→ Source text
-----

Certain environments allow deception to take root more readily than others. An environment of lukewarm commitment and faithfulness is by far the most compatible with deception, which is not only surviving but thriving, running rampant, spreading, and growing in the contemporary church. One gives way to the other, allowing it to grow unchecked and choke off the truth of the Word in the process.
If you’ve ever had a lawn
invaded by dandelions, crabgrass, thistle, or other weeds, you know that if you
ignore them, they will continue to spread and grow until there are more weeds
than grass. Your only option is to find the most potent weed killer on the
market and spray your lawn until it first stops the spread and then begins to
kill off the existing weeds. The weeds don’t want to die. They will not remove
themselves from your lawn voluntarily, even if you ask nicely. Their mission and
purpose is clear, and unless confronted with similar conviction and steps are
taken to do away with them, they will continue to do what is in their nature.
The truth of God’s word is akin
to weed killer for deception. If the Word is absent in a given environment,
whether a church, a denomination, or a home group, deception will spread and
grow and become the dominant force. If it’s ignored, it will just get worse. If
confronted with the Word, it will first cease its progress and then die out
altogether. Death is a violent prospect. There is a finality to it, and
deception will do its best to either survive or go scorched earth in the
process of its demise. Deception will never go gently into that good night; it
will always do its utmost to destroy and divide.
There is great danger in the
love of an individual, a congregation, or an entire generation growing cold
while the hype man passing for a shepherd insists that their love for Jesus is
burning so bright that there are ushers with extinguishers on standby. The
reason they get away with it is because they’ve redefined what love is, and
what once used to be defined as surrender, trust, worship, and fellowship,
picking up our crosses and denying ourselves, have been reduced to surpassing
last week’s offering with this week’s offering.

-----

[Items in a dataset]
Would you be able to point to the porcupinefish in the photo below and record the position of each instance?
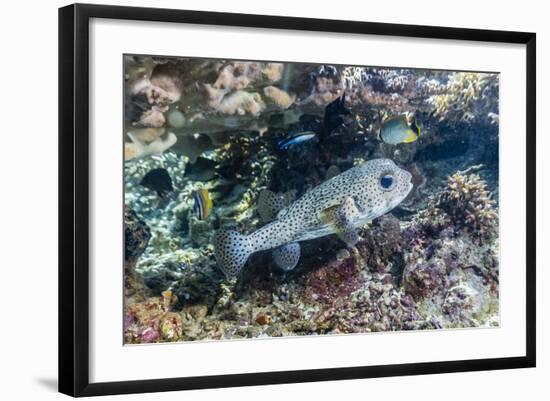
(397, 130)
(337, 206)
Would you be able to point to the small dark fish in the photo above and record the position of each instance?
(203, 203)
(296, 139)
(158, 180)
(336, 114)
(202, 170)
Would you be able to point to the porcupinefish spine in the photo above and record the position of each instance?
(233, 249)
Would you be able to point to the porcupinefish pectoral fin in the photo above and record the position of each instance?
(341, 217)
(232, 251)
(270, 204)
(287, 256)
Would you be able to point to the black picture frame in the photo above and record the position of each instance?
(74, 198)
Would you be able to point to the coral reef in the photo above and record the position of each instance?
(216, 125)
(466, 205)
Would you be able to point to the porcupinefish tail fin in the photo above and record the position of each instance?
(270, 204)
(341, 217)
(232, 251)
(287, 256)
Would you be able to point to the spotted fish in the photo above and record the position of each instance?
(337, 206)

-----

→ Request 1
In the passage on deception, what is the truth of God's word likened to?
→ Request 2
Starting at the line in the records that has "Would you be able to point to the spotted" and continuing through the end of the records, write those lines out again, the request included. Please increase every coordinate in the answers by 91.
The text and the records were drawn from separate sources.

→ Correct output 1
Weed killer for deception.

→ Correct output 2
Would you be able to point to the spotted fish in the photo above and record the position of each instance?
(428, 297)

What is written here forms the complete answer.